* start *

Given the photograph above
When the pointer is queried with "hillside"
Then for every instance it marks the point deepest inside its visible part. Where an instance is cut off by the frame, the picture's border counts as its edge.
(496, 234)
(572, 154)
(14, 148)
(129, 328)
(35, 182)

* end *

## What is being asked:
Set down the listing in full, keeping every word exactly as it is.

## Exercise result:
Given the photograph above
When the pointer is queried with "hillside"
Then for every instance it marks the point deepest inside its visible part. Where an instance is cut off by the frame, the picture's border counts as its edge.
(496, 234)
(572, 154)
(14, 148)
(129, 328)
(35, 182)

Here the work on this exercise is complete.